* Set task:
Please count the lines in the entries below that contain the string "mountain", treating uppercase and lowercase as different. Give only the number.

* Point annotations for photos:

╭──

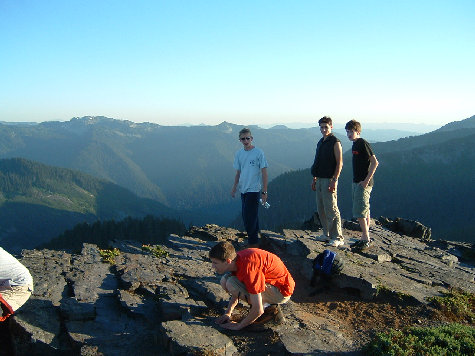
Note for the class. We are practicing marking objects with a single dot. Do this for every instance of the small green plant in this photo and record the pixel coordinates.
(156, 250)
(451, 339)
(109, 255)
(456, 304)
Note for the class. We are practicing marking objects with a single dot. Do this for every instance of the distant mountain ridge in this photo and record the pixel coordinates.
(39, 202)
(182, 167)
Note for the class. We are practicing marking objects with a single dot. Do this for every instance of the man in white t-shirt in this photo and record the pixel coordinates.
(16, 283)
(251, 178)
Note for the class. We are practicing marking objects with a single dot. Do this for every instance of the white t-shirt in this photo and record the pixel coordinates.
(250, 164)
(12, 272)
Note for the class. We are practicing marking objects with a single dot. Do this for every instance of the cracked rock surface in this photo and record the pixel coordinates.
(147, 305)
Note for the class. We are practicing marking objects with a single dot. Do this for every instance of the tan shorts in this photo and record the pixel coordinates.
(271, 295)
(16, 296)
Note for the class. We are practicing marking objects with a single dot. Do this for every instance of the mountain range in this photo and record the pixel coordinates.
(186, 172)
(429, 178)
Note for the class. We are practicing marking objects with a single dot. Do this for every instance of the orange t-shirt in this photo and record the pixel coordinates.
(256, 267)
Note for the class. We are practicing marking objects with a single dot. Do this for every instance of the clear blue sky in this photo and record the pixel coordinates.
(247, 62)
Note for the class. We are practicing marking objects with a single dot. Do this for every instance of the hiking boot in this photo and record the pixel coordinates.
(323, 238)
(279, 316)
(271, 313)
(361, 245)
(336, 242)
(356, 244)
(256, 245)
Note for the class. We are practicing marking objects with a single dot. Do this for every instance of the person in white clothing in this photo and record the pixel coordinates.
(16, 283)
(251, 179)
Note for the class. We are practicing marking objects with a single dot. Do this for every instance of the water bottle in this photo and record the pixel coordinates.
(266, 205)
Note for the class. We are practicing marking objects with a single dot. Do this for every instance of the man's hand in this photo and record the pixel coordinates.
(364, 183)
(332, 185)
(223, 319)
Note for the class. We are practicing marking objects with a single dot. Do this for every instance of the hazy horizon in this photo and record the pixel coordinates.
(179, 62)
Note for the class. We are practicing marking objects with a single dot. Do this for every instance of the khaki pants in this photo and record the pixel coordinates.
(271, 295)
(327, 209)
(16, 296)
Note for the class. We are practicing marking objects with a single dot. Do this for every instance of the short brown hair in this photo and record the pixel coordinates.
(353, 125)
(223, 251)
(245, 131)
(325, 120)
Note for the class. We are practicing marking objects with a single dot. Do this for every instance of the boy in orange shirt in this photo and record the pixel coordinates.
(256, 275)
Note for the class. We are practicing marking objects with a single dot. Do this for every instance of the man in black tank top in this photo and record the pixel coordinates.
(325, 170)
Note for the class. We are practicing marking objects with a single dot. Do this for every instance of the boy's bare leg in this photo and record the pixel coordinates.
(364, 224)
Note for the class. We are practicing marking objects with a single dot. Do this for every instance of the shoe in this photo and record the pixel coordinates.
(361, 245)
(336, 242)
(356, 244)
(323, 238)
(271, 313)
(252, 245)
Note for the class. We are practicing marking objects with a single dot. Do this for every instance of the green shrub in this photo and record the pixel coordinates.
(451, 339)
(157, 251)
(109, 255)
(456, 304)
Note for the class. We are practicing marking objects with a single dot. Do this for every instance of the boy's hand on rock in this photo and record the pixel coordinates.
(232, 325)
(223, 319)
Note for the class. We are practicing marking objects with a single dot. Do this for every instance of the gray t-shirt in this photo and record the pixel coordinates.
(250, 164)
(12, 272)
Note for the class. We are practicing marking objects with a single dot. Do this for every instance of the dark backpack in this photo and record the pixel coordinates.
(325, 265)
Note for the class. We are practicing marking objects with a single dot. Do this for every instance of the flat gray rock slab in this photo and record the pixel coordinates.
(185, 337)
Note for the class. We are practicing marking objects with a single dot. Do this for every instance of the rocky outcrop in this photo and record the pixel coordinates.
(148, 305)
(407, 227)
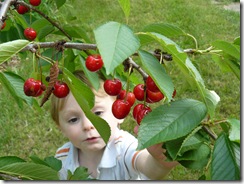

╰──

* Exercise answer:
2